* begin *
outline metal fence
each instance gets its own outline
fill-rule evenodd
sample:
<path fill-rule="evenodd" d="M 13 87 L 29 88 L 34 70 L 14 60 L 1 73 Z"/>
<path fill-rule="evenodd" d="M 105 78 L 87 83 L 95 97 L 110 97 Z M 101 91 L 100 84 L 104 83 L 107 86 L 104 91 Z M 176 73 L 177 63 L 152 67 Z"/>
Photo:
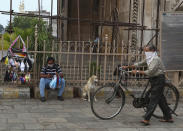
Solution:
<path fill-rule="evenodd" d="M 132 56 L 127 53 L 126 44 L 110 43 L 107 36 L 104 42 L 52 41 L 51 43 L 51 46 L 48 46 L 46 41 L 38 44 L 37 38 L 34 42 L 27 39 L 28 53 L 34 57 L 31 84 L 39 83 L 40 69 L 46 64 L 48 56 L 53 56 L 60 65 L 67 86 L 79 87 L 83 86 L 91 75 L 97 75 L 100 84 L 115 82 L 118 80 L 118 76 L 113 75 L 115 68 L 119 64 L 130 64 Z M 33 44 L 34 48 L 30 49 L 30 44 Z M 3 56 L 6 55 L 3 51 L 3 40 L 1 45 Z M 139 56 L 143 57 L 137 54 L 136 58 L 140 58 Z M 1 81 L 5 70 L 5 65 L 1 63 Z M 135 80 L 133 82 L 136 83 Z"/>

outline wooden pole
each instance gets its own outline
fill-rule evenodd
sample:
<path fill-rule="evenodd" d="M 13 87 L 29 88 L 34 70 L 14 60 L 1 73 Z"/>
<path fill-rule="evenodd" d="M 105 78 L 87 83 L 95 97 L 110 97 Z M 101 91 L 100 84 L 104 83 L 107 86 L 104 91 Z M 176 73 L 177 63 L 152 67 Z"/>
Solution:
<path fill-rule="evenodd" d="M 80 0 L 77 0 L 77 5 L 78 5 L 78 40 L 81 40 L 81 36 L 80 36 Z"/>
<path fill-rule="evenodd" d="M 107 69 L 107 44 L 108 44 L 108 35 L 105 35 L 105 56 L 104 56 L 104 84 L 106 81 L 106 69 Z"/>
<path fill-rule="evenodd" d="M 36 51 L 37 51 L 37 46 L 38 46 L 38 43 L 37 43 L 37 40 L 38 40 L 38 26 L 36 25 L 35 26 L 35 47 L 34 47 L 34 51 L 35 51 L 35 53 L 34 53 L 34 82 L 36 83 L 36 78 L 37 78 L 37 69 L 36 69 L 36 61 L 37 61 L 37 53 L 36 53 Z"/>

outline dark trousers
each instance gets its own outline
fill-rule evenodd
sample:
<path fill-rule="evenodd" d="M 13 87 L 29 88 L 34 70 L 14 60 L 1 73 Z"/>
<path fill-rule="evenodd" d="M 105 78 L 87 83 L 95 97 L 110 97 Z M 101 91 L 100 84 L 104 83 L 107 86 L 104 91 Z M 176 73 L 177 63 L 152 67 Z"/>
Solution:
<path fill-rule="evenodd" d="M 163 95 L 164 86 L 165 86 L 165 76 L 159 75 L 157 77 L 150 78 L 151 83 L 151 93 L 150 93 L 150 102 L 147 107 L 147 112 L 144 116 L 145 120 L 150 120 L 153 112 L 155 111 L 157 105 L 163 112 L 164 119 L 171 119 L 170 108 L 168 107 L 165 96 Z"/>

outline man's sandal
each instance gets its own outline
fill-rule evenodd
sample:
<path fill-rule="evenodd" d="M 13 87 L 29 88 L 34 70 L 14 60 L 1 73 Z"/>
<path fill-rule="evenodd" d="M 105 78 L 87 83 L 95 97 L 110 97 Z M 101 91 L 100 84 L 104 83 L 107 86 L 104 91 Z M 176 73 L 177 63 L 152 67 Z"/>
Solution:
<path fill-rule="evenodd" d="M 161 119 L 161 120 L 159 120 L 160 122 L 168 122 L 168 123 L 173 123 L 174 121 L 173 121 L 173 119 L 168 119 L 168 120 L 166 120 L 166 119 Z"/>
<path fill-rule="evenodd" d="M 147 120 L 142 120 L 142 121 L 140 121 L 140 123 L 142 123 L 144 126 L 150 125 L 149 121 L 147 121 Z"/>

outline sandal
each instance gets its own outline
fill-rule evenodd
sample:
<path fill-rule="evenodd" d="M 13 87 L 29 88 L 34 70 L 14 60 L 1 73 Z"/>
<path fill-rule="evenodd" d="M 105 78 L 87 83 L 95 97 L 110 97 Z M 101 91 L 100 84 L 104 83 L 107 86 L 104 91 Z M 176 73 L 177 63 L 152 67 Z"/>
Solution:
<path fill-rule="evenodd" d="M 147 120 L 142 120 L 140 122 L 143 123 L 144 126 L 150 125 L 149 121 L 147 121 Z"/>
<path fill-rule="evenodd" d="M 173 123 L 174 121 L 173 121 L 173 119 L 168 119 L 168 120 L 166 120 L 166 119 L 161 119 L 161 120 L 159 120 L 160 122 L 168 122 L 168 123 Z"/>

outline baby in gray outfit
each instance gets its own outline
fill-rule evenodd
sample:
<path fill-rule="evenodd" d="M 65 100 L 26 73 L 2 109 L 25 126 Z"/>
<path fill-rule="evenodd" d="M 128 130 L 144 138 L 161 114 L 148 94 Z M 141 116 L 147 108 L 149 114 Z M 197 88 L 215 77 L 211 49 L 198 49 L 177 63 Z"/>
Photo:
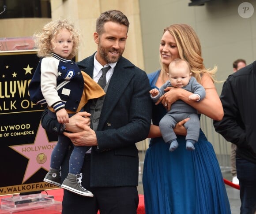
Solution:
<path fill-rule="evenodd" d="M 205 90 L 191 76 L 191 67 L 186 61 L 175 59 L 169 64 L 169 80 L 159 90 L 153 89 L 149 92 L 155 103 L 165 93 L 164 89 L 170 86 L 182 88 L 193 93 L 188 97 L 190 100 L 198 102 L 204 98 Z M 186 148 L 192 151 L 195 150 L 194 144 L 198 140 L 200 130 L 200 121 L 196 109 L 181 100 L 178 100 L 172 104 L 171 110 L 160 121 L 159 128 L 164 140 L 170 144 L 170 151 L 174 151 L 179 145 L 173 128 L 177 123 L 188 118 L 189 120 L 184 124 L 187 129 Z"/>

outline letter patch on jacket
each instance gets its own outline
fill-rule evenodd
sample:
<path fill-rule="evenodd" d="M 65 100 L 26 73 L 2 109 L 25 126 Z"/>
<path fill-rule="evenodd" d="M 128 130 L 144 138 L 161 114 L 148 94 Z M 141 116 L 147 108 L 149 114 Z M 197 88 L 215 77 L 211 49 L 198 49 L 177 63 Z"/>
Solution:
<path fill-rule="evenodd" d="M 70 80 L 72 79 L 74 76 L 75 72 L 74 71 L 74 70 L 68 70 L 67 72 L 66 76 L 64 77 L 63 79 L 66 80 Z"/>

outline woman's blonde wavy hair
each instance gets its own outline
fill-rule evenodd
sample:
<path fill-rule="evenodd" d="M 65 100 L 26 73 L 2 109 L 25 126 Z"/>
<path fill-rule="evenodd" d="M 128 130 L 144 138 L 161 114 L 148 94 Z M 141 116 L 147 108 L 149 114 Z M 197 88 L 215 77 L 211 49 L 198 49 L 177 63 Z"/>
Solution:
* end *
** WHAT YOU ARE ASKED TO DO **
Copy out the lines from the line with "outline dark trousers" up to and including the line with "142 120 L 142", requests included, and lower every coordinate in the answer outlines by 74. Leave the sample outlines unchanged.

** WRITTEN SOLUTION **
outline dark trousers
each instance gets its own outline
fill-rule evenodd
sample:
<path fill-rule="evenodd" d="M 13 87 L 29 88 L 34 70 L 14 60 L 1 73 Z"/>
<path fill-rule="evenodd" d="M 105 78 L 87 83 L 95 97 L 110 97 Z M 101 91 L 100 84 L 104 83 L 107 86 L 104 91 Z M 176 73 L 177 63 L 152 67 Z"/>
Solution:
<path fill-rule="evenodd" d="M 89 21 L 90 12 L 91 12 L 91 2 L 85 1 L 83 3 L 76 4 L 77 9 L 77 19 L 76 19 L 76 28 L 73 33 L 73 38 L 70 42 L 71 46 L 76 46 L 79 38 L 81 37 L 83 31 L 89 38 L 90 45 L 97 45 L 96 34 L 94 33 L 91 22 Z"/>

outline man's sandal
each instance gets its own outline
fill-rule evenodd
sample:
<path fill-rule="evenodd" d="M 13 87 L 29 88 L 34 70 L 14 60 L 1 73 Z"/>
<path fill-rule="evenodd" d="M 105 78 L 87 83 L 95 97 L 110 97 Z M 101 91 L 100 84 L 104 83 L 107 86 L 104 91 Z M 176 73 L 177 63 L 152 67 Z"/>
Solution:
<path fill-rule="evenodd" d="M 87 45 L 87 46 L 85 46 L 86 48 L 94 48 L 94 49 L 99 49 L 100 47 L 99 47 L 99 45 L 94 45 L 94 46 L 92 46 L 92 45 Z"/>
<path fill-rule="evenodd" d="M 73 46 L 68 46 L 68 47 L 66 47 L 66 49 L 68 49 L 70 52 L 76 51 L 75 47 L 73 47 Z"/>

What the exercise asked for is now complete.